-------- Input rows --------
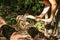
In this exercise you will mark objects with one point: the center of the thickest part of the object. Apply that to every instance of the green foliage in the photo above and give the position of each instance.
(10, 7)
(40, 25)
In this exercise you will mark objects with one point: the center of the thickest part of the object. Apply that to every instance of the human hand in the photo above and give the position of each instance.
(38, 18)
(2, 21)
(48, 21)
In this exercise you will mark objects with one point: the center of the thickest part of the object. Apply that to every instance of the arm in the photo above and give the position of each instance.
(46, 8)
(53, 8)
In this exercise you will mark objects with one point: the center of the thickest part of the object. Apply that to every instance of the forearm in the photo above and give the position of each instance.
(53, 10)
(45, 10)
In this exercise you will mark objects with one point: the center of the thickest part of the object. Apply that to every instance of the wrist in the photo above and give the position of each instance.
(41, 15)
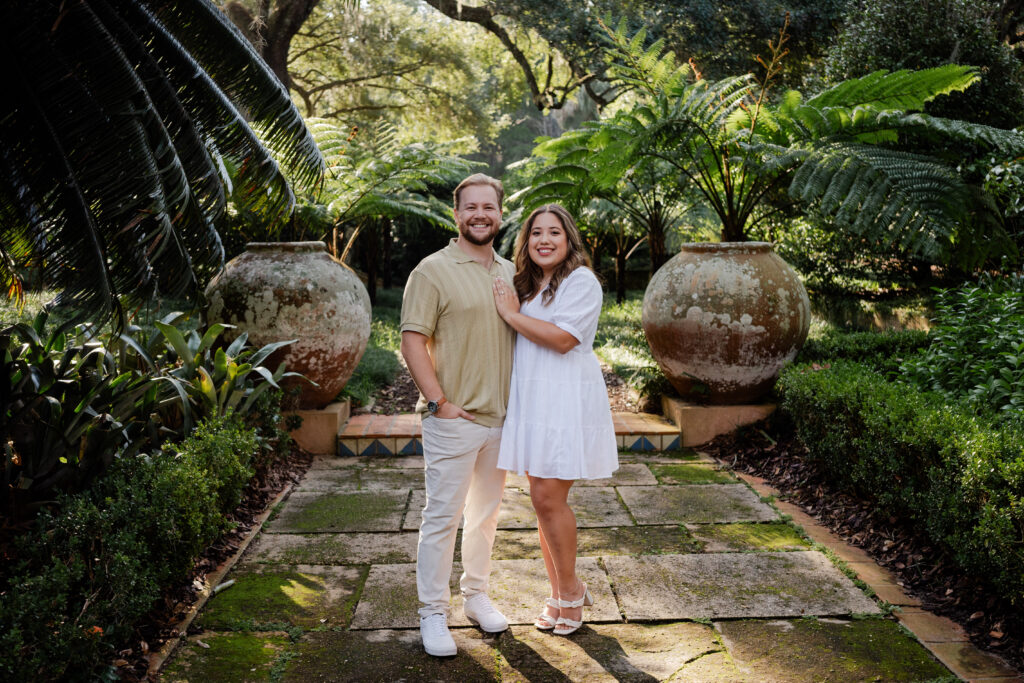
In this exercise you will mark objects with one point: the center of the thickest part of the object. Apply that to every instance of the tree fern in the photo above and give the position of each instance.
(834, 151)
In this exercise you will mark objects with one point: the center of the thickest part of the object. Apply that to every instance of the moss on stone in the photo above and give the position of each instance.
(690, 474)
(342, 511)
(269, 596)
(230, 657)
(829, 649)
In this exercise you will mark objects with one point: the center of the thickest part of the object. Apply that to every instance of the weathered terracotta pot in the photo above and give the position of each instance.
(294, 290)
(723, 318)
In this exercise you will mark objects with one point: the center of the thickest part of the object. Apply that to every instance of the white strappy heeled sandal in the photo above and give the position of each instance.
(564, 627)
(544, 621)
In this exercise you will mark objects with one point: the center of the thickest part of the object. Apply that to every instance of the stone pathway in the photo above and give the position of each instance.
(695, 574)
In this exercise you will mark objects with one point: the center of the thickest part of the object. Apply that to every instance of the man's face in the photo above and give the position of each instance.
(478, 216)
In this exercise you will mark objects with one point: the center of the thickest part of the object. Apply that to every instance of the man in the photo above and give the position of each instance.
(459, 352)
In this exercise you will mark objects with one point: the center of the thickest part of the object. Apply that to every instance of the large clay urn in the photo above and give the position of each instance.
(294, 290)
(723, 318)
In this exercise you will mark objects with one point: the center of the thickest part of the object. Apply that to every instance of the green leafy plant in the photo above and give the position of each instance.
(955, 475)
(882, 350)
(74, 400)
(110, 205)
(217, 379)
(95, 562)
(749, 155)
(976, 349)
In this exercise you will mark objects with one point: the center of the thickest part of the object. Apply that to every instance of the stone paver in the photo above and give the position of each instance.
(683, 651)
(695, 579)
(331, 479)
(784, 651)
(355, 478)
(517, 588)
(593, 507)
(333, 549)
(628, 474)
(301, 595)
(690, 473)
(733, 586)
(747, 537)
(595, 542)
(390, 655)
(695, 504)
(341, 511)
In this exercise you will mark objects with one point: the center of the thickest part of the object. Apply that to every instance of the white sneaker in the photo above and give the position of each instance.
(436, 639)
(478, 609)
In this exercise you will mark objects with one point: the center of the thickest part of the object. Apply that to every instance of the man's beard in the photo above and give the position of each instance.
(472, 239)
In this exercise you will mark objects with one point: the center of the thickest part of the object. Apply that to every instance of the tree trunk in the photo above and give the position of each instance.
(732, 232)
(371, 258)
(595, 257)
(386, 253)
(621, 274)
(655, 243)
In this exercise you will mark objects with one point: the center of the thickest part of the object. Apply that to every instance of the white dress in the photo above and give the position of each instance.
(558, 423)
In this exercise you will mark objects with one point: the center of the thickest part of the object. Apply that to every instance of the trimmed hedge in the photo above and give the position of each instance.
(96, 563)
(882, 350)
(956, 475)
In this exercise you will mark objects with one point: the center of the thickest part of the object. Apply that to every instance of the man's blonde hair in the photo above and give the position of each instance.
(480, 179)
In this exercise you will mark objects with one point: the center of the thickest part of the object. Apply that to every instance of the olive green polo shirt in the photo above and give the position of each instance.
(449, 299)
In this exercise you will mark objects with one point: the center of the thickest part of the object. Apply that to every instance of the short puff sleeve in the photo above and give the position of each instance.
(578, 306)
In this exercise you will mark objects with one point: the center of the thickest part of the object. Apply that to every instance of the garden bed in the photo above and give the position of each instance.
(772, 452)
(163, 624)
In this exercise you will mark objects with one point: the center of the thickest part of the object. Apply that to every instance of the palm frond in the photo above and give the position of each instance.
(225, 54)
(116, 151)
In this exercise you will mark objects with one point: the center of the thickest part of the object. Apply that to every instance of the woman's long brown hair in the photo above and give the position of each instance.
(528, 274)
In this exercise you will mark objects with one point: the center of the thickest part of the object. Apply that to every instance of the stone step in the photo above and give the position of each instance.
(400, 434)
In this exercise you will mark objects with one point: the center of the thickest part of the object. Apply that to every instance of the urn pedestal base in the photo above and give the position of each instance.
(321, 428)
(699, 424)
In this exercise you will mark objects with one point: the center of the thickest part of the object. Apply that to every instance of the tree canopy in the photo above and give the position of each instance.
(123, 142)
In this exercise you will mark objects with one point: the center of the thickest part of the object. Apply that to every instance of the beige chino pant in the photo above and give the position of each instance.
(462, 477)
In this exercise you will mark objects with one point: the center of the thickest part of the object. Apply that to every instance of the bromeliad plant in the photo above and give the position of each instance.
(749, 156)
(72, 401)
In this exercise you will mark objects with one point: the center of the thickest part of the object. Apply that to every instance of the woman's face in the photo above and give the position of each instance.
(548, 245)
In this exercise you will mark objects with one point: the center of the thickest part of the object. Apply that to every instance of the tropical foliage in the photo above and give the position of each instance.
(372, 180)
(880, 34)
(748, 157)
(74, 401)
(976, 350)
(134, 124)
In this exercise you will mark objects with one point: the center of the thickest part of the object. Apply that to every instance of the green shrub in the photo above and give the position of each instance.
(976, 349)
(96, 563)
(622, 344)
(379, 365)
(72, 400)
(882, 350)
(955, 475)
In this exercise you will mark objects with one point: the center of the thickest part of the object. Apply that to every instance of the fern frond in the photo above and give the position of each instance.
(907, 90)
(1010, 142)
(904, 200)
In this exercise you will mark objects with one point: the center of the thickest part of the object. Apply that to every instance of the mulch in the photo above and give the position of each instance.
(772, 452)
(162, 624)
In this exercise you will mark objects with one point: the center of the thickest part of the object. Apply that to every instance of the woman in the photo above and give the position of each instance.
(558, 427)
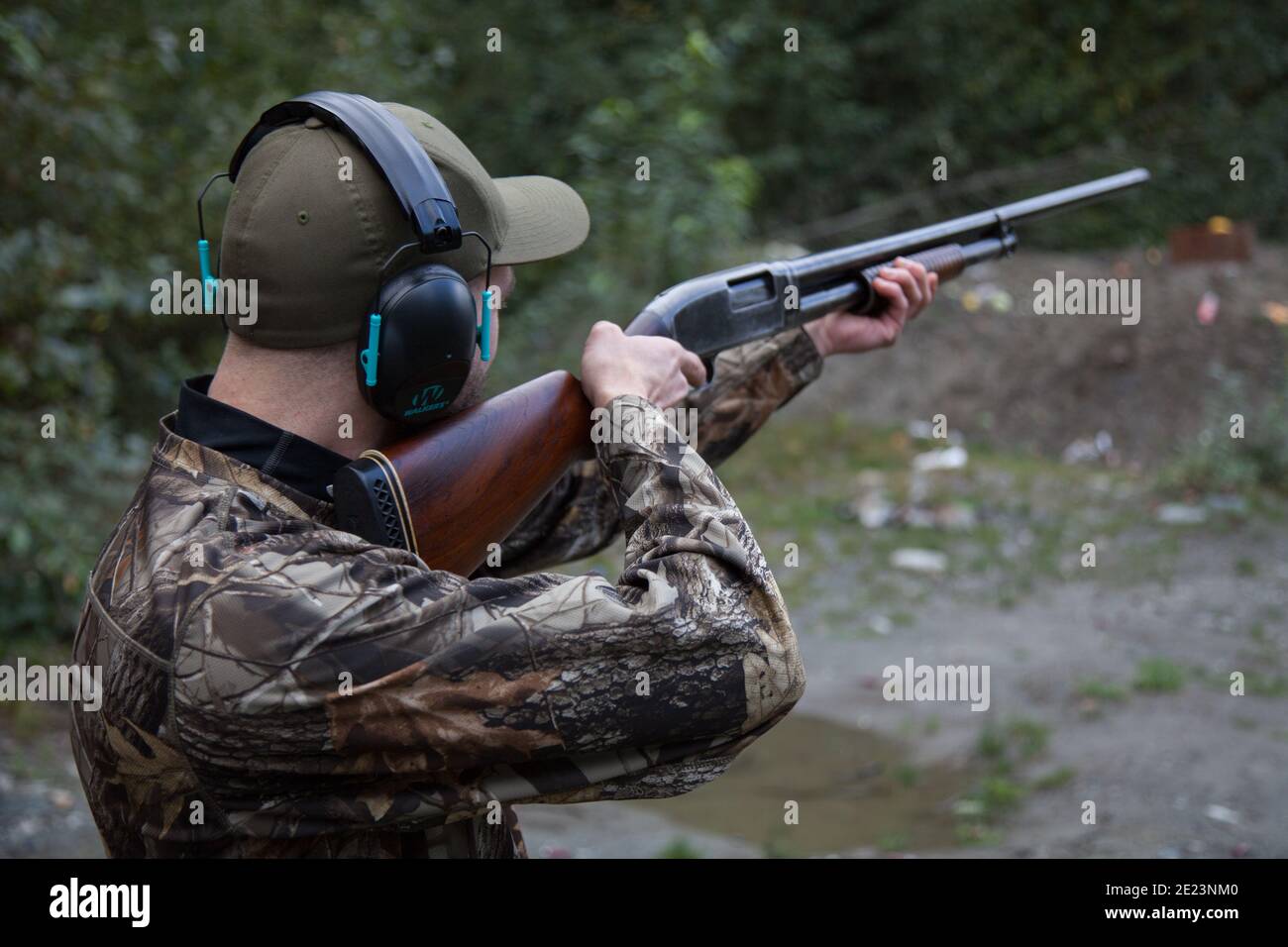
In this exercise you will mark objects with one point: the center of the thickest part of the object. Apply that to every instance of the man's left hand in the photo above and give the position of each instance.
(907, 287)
--------
Your objective: Return all of the entries above word for word, and leave the pictures out of your answer.

Solution to the problem:
In this exercise you will mark objects with one point: the center of the thickest part of the object. Apply that to every instance of the green foliage in the photo above and give the position of each instance.
(10, 7)
(40, 25)
In this exercise you will mark objects with one point: the center of the thickest part of the object. Apply that to every instance of the human hand in the photo above and give the position of each instance.
(38, 18)
(2, 21)
(48, 21)
In this exercise you will mark objects with one point: the center of the thickest part of the object. Apply that to every instance of the arm in the photo above and give the position of each instance.
(46, 8)
(53, 8)
In this exercise you will mark objects with one point: the center of the thickest part of the object. Apply that to every instance of the forearm in the photo above and give the position of each instance.
(53, 10)
(45, 10)
In this exercise you will mark objects with one point: the center of the thickest part of the object. Apply that to every instance of the wrist in the photo above and give the position of each instance.
(41, 15)
In this exercise you will mark objects with one point: the center of the thickest part of the object. Apply that to every instance of the tree fern in the photo above and give the position of each instance.
(834, 151)
In this exercise you will mark objects with one point: the center of the thickest part of the object. Apply that to every instance of the moss on stone in the photo above and give the position of each instance.
(690, 474)
(342, 511)
(269, 596)
(230, 657)
(829, 649)
In this exercise you will mark objects with one point: the center of the thickest part of the object. Apply that to every instance of the weathered terracotta pot in the photo above and give the position of each instance.
(294, 290)
(723, 318)
In this exercise you will mark objects with one point: the center of the thickest part of the object. Apply that to every instance of the white strappy heeled sandal in the photo above and give the position of each instance.
(564, 627)
(544, 621)
In this exercise you will mark objects with one point: the center of the thickest part of the object. Apply that to every instance of the stone pathway in the photo above and give the position of each instance.
(695, 574)
In this exercise you will mark objects with one point: the center of the thickest part of the object. Apply that to every instance of the man's face in the photo above and give the position of each instance.
(478, 216)
In this exercise you will mark objects with one point: the center of the thickest part of the object. Apply that to every instance of the man in the photo above and give the position of each instance.
(459, 352)
In this exercise you will mark objects with one point: the center of the thickest part of the object. Apply that to every instance of the large clay urn in the photo above and give the position of each instance.
(294, 290)
(723, 318)
In this exercise you will mark objects with one point: the center of the thickest part of the object. Apply that to every instance of the green leafy plant in the photo above and give the position of each instance.
(955, 475)
(882, 350)
(74, 400)
(110, 205)
(217, 379)
(95, 562)
(749, 155)
(976, 349)
In this exercise you will mark objects with one point: the center of the thickest part of the object. Apply that to every instance of the stone paver in the photo above and give the position of each instance.
(683, 651)
(695, 579)
(331, 479)
(784, 651)
(355, 478)
(517, 588)
(593, 507)
(333, 549)
(628, 474)
(301, 595)
(690, 473)
(733, 586)
(747, 537)
(595, 542)
(390, 655)
(695, 504)
(341, 511)
In this exercise you will mark objects with one point: the center of the thickest part of the object. Apply that to every instance of the white sneaker in the photo above and give the position of each instance.
(436, 639)
(478, 609)
In this exercise you will mark objects with one point: the center of the thickest part of the object. Apply that to every instance of the man's beard in the photo above and give the position of each instance.
(472, 239)
In this exercise you will mark objects with one point: the center of the thickest part of the object. Apply that to every instance of the tree trunk in the photo above and give the position of each instance.
(732, 232)
(371, 258)
(595, 257)
(386, 253)
(621, 274)
(655, 243)
In this exercise you will mark objects with one point: the center of the thickest part of the object. Apply that to every instance of the white dress in the photo above and give the position of each instance.
(558, 423)
In this exercise you will mark objects with one point: the center of the thickest part of the object. Apply that to every instance of the trimmed hedge in the photo above and give the position of each instance.
(96, 563)
(882, 350)
(956, 475)
In this exercise you will mark objects with one point: the center of the thickest part of the object. Apply that to every instance of the man's blonde hair in the photo above and give the position of each instance.
(480, 179)
In this exercise you will mark objects with one point: the center of the thickest part of the object. Apply that to every instance of the olive green polo shirt in the photo above and give the position of each instance.
(449, 299)
In this exercise you will mark objects with one point: the center of the thickest part of the object. Apply that to every instance of the short puff sleeve in the photo above and give the position of each instance.
(578, 306)
In this exercise you will mark objects with one point: the center of the thickest part of the object. Apply that to every instance of the garden bed in the photo above and give the position of each instance.
(772, 452)
(163, 624)
In this exercise you will mark objects with one point: the center of the thickest part of the object. Apply that to every instance of the palm frond in the photo above and give the position of each instance.
(225, 54)
(116, 151)
In this exercise you will mark objects with one point: the center of the thickest part of the object. Apply that to every instance of the woman's long brown hair in the photo above and give the position of each instance.
(528, 274)
In this exercise you will mark objects with one point: the center of the thickest part of the object. Apply that to every instance of the stone step in the photo above and give the position of each instance.
(400, 434)
In this exercise you will mark objects with one point: the center of the thickest part of the object. Apply that to every instance of the urn pedestal base in the photo above and give the position of each instance.
(321, 428)
(699, 424)
In this exercise you will mark objects with one point: the center of the thickest part of the object. Apply that to every instance of the tree canopy in the photo above and give the position of each instance.
(123, 142)
In this exercise you will mark objects with one point: the center of the thickest part of the object. Apply that to every instance of the beige chino pant in the photo above and give the position of each instance.
(462, 477)
In this exercise you will mark objects with one point: the center of the thickest part of the object. Apply that to every instance of the bromeliad plant in the photo above and give the position of each instance.
(749, 156)
(72, 401)
In this exercise you will mark objects with one point: the center of the thickest part of the object. Apply that to every instance of the woman's face in the photo above and give the position of each instance.
(548, 245)
In this exercise you will mark objects with one point: the center of the thickest part of the object. Apply that to every instance of the tropical foliage in the photo above and give the position of each instance.
(372, 180)
(880, 34)
(748, 157)
(74, 401)
(976, 350)
(134, 124)
In this exercise you will mark objects with one point: the center of the thickest part of the object. Apply that to every instance of the green shrub in the photo above and give the position of each instance.
(976, 349)
(96, 563)
(622, 344)
(379, 365)
(72, 400)
(882, 350)
(955, 475)
In this exercise you will mark objects with one point: the center of the thickest part of the object. Apply that to every instance of the fern frond in the photo above and give the position of each instance.
(907, 90)
(1010, 142)
(904, 200)
In this exercise you will mark objects with one point: the center of the thickest part of the object. Apply that to every instance of the mulch in the photo above and give the position of each instance.
(772, 452)
(162, 624)
In this exercise you will mark objects with one point: the center of the thickest part of the object. Apply that to every instance of the woman in the photo above and give the position of each instance.
(558, 427)
In this exercise you will mark objects with one point: the center of the thickest part of the object. Apply that to every instance of the man's left hand in the photo above and give the position of each instance.
(907, 287)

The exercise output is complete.